NEW YORK — A pair of Queens men convicted of conspiring to scam the taxi dispatch system at New York's John F. Kennedy Airport will go to prison for charging drivers to skip the line.
Judge Paul Crotty handed down two terms Monday in Manhattan Federal Court, four months after Daniel Abayev and Peter Leyman admitted they corrupted the electronic dispatch system at JFK for 13 months to enable cab drivers to leapfrog over others in line. He sentenced Abayev, who organized the scheme, to four years in prison and Leyman, who collected payment, to two.
Aided by Russia-based hackers, the former cab drivers carried out the line-skipping scheme starting in November 2019. They charged cabbies $10 to circumvent the first-come, first-serve system in place — in which drivers wait to be dispatched to terminals via an airport holding lot — and waiving the fee for those who recruited others.
The former cabbies, both 49, sent at least $100,000 of their earnings to associates in Russia, according to charging papers, who were indicted in the scheme but whose whereabouts are unknown. Abayev and Leyman were arrested in December 2022 and pleaded guilty to conspiring to commit computer intrusion in their October plea agreement with prosecutors, who said they primarily gained access to the airport’s taxi system after bribing someone to hack it with a flash drive containing malware, which gave them access through a Wi-Fi connection.

Excerpted records:

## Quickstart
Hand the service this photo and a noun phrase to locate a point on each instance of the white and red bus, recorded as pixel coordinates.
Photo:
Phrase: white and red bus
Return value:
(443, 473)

--

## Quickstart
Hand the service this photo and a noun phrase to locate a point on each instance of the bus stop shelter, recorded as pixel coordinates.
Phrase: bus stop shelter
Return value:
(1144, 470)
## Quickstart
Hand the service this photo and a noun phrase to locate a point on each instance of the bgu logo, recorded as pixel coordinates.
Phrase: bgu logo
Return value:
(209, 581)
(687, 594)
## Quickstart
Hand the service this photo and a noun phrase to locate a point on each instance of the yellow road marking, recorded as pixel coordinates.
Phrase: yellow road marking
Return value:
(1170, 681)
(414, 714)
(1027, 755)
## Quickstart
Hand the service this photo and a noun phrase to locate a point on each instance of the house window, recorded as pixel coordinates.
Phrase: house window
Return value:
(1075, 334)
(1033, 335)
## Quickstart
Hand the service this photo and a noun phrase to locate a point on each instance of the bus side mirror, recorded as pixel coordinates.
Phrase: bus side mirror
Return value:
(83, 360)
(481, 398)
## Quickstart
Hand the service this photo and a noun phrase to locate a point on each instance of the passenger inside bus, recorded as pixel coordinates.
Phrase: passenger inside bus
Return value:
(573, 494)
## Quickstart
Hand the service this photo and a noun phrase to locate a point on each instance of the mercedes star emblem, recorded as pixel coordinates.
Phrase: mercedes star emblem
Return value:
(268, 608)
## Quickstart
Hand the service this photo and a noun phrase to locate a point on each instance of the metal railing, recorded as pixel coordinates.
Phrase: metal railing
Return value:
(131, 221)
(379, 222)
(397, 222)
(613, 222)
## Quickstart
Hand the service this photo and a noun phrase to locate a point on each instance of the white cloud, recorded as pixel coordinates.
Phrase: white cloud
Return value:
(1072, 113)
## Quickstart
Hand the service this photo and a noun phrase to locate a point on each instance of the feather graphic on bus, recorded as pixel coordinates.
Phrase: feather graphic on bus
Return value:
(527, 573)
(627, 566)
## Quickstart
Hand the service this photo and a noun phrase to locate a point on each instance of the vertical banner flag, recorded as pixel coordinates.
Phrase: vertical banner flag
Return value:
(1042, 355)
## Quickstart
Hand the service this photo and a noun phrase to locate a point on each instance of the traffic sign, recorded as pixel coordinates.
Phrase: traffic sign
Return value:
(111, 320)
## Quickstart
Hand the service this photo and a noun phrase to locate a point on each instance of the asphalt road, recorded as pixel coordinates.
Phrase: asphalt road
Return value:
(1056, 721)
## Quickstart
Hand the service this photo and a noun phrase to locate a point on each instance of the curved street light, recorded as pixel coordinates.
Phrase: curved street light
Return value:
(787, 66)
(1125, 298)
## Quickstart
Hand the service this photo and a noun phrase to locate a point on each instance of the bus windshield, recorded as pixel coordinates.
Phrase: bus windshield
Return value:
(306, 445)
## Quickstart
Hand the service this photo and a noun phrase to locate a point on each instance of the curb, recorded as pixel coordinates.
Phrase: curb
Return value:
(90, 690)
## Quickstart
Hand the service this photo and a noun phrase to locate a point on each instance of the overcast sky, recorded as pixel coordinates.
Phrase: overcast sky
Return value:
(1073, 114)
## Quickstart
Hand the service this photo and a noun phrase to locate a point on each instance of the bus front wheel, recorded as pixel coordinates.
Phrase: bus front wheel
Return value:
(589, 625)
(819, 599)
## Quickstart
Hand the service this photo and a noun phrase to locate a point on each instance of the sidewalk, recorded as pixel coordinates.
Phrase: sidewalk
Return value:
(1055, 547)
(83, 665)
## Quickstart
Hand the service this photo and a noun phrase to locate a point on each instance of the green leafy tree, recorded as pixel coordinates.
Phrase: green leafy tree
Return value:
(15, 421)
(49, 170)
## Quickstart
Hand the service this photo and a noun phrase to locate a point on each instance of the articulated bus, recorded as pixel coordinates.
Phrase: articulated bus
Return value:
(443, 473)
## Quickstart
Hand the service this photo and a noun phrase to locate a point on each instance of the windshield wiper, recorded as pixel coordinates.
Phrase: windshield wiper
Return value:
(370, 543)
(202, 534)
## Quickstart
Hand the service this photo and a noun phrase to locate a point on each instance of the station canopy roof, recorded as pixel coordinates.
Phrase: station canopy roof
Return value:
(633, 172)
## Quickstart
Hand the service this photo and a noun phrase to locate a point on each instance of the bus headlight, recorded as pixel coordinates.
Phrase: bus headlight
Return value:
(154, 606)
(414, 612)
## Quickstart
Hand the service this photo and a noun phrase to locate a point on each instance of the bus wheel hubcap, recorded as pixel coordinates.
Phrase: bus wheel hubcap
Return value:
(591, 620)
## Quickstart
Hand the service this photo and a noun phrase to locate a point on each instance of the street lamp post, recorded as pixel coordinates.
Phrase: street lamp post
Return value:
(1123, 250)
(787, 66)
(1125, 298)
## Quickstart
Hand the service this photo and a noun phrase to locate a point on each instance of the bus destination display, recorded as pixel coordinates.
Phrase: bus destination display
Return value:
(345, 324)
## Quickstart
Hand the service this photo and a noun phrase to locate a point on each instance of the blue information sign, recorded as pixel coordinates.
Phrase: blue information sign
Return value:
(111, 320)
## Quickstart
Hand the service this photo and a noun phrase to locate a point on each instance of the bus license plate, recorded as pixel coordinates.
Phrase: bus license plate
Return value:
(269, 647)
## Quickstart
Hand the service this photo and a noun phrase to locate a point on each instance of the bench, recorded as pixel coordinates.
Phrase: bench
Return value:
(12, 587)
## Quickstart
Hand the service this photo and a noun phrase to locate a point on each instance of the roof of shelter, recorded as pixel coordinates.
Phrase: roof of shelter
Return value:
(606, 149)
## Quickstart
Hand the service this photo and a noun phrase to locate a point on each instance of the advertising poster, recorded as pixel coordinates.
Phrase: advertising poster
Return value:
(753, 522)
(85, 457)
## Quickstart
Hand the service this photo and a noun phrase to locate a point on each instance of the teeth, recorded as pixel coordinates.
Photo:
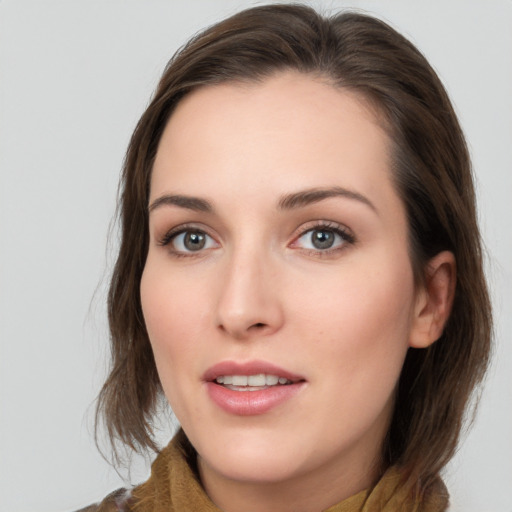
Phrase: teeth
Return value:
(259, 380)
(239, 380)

* * *

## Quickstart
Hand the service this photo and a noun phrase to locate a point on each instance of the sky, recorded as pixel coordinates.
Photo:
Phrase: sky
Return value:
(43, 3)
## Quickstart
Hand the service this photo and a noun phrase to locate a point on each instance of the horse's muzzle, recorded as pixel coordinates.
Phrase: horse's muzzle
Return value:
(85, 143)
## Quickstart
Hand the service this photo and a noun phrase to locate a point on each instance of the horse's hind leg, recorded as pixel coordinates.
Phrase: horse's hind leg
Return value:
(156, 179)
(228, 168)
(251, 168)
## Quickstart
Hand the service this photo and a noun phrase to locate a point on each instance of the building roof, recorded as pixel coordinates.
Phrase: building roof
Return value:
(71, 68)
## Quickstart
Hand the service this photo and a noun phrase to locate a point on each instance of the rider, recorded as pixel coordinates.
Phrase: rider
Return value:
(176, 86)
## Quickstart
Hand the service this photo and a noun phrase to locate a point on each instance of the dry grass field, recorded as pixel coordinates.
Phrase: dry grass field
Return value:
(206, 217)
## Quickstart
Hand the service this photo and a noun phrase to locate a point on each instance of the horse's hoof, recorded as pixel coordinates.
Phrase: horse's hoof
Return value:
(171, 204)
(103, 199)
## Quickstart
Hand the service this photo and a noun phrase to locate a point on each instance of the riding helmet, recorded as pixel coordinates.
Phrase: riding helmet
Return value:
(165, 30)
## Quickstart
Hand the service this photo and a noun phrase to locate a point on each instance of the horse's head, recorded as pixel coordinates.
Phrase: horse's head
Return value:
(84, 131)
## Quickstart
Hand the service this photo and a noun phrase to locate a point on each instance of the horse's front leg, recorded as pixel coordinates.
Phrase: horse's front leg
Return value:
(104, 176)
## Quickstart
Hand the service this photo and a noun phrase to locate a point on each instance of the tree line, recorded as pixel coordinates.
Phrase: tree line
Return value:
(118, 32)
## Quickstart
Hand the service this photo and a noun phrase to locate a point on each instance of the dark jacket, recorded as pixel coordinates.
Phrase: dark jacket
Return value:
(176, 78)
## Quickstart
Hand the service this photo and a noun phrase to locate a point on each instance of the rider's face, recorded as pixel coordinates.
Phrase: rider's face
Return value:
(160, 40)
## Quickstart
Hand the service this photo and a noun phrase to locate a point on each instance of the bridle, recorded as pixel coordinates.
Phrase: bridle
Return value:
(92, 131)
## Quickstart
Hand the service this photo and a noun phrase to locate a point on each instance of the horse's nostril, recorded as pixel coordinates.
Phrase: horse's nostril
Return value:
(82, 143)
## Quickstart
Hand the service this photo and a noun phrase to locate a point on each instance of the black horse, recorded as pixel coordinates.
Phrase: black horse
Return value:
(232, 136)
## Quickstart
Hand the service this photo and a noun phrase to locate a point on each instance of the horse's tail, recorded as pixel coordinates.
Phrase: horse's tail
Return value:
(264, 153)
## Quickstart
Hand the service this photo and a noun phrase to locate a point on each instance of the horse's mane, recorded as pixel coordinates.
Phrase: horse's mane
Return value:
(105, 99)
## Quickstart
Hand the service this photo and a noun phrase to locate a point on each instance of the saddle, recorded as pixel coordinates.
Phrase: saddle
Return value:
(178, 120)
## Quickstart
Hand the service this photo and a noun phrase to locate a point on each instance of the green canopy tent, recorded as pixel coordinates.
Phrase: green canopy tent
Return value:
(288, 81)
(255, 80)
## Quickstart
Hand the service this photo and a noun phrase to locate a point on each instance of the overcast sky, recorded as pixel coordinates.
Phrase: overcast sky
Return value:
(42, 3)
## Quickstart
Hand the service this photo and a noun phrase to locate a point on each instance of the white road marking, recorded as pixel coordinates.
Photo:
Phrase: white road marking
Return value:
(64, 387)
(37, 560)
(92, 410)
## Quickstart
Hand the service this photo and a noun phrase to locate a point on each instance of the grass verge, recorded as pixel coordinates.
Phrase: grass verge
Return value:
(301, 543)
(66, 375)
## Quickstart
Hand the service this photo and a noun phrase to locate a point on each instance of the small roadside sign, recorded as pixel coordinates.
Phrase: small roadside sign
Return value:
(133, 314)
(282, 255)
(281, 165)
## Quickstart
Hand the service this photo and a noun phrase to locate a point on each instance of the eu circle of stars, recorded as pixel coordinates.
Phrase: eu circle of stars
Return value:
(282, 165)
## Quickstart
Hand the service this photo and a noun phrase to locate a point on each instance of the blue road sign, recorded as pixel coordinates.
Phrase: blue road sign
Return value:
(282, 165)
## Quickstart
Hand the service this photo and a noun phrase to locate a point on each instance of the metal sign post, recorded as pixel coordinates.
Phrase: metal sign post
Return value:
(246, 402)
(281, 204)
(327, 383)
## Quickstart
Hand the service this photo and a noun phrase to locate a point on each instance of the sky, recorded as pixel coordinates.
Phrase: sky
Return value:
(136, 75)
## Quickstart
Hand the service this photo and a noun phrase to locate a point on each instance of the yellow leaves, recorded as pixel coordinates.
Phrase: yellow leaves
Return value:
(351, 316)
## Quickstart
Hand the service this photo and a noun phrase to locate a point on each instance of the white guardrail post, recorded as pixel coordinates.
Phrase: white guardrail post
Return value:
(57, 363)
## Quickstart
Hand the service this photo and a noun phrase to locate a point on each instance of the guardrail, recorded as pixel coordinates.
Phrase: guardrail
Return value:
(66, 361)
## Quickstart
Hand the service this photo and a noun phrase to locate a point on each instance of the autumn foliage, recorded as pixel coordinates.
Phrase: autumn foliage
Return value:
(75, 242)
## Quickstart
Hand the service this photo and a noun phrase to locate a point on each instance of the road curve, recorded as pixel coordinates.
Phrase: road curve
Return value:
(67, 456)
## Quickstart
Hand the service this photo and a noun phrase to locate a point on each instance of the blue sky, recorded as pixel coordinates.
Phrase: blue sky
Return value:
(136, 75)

Tasks to complete:
(1) How would you put this sentence from the JFK taxi article into Spanish: "He sentenced Abayev, who organized the scheme, to four years in prison and Leyman, who collected payment, to two."
(2) Can you reproduce the JFK taxi article word for word, starting at "The former cabbies, both" and ending at "a Wi-Fi connection."?
The entries are separate from the JFK taxi article and do not relate to it.

Per-task answers:
(1) Condenó a Abayev, quien organizó el plan, a cuatro años de prisión y a Leyman, quien cobraba los pagos, a dos.

(2)
The former cabbies, both 49, sent at least $100,000 of their earnings to associates in Russia, according to charging papers, who were indicted in the scheme but whose whereabouts are unknown. Abayev and Leyman were arrested in December 2022 and pleaded guilty to conspiring to commit computer intrusion in their October plea agreement with prosecutors, who said they primarily gained access to the airport’s taxi system after bribing someone to hack it with a flash drive containing malware, which gave them access through a Wi-Fi connection.